O dia 24 de junho de 1935, dia dos fogos de São João, não foi um dia de festejo para os amantes da música popular do mundo, e, claro, tampouco para os tangueiros do Brasil. Nesse dia joanino, às 15 horas, o fogo teve um trágico protagonismo, quando envolto nas chamas da aeronave Ford Trimotor F.31 perdeu a vida o maior cantor de tangos, o mito imortal de Buenos Aires, Carlos Gardel, e também os seus acompanhantes, os guitarristas Guillermo Barbieri e Angel Domingo Riverol (faleceu dois dias depois a causa das queimaduras) no acidente no Aeroporto de Medellín, na Colômbia.
O único sobrevivente foi o outro integrante da comitiva, o também guitarrista José Maria Aguilar, que após o acidente não pode dar continuidade à sua carreira. O grupo, que tinha partido de Nova Iorque para promover os seus filmes, estava em gira visitando Porto Rico, Venezuela, Aruba, Curaçao, vindo nesse dia de Bogotá e indo para Cali, fazendo escala técnica na cidade que a partir da trágica morte de Gardel seria uma das principais cidades de enaltecimento do tango no mundo.
Mas vamos nos referir aqui ao outro integrante que também perdeu a vida nesse fatídico dia dos fogos de São João: Alfredo Le Pera, o maior letrista de Carlos Gardel, autor de famosíssimos tangos, dentre os quais: Mi Buenos Aires querido, El dia que me quieras, Volver, Rubias de New York, Melodia de Arrabal, Sus ojos se cerraron, Golondrinas, Por una cabeza, além de roteirista de vários dos seus exitosos filmes como Cuesta Abajo (1934), El Tango en Broadway (1934), Tango Bar (1935), realizados nos EUA pela Paramount.
- - - - - - -
**Tarefa 1:** Localize nos registros cada linha em que aparece a palavra "tree" e copie essas linhas.
- - - - - - -
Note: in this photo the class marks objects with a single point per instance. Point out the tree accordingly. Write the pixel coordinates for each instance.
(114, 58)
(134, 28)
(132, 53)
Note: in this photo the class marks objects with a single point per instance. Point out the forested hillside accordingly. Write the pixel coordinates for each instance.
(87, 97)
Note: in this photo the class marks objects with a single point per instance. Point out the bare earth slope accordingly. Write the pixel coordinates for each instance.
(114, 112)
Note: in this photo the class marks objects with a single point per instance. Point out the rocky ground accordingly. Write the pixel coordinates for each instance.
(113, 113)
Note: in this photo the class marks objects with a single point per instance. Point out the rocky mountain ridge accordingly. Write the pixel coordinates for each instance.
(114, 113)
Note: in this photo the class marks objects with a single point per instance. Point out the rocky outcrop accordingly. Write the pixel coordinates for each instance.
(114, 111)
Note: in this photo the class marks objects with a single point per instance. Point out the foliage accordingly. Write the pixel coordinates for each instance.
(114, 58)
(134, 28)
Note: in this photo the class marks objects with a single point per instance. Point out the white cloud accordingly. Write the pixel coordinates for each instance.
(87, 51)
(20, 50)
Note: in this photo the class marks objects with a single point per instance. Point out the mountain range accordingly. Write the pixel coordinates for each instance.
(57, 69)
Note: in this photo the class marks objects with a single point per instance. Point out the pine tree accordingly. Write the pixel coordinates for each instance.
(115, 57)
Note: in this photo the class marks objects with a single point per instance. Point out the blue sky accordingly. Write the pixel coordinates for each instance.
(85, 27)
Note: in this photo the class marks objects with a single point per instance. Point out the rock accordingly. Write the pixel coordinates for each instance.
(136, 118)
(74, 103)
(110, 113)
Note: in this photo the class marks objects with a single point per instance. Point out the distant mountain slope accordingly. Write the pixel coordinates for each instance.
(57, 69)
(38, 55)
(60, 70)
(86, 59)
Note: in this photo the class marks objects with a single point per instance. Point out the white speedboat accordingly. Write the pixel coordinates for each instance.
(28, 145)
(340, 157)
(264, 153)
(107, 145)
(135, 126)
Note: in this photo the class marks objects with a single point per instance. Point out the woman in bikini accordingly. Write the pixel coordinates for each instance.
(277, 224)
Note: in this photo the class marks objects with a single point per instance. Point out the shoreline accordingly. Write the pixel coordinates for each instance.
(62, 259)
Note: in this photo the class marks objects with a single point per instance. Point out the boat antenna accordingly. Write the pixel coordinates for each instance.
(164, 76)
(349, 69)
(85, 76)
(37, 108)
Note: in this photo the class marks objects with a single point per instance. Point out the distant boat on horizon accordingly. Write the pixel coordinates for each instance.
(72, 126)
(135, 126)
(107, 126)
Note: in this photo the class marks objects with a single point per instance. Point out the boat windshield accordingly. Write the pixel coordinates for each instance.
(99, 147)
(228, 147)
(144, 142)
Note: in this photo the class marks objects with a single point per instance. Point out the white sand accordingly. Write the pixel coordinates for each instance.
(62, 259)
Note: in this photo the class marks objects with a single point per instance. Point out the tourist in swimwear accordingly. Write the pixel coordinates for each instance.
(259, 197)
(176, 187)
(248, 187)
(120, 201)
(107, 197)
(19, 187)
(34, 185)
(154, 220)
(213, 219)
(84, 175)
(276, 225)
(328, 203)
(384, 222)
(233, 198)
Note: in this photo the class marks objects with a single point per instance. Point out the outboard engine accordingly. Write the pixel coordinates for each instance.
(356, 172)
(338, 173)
- - - - - - -
**Tarefa 2:** Passe para o inglês a seguinte frase do texto sobre Carlos Gardel: "O dia 24 de junho de 1935, dia dos fogos de São João, não foi um dia de festejo para os amantes da música popular do mundo, e, claro, tampouco para os tangueiros do Brasil."

**Resposta correta 1:**
Note: in this photo the class marks objects with a single point per instance. Point out the tree accordingly. Write the pixel coordinates for each instance.
Note: in this photo the class marks objects with a single point per instance. Point out the pine tree accordingly. Write the pixel coordinates for each instance.

**Resposta correta 2:** June 24, 1935, the day of the Saint John's Day fireworks, was not a day of celebration for lovers of popular music around the world, nor, of course, for the tango fans of Brazil.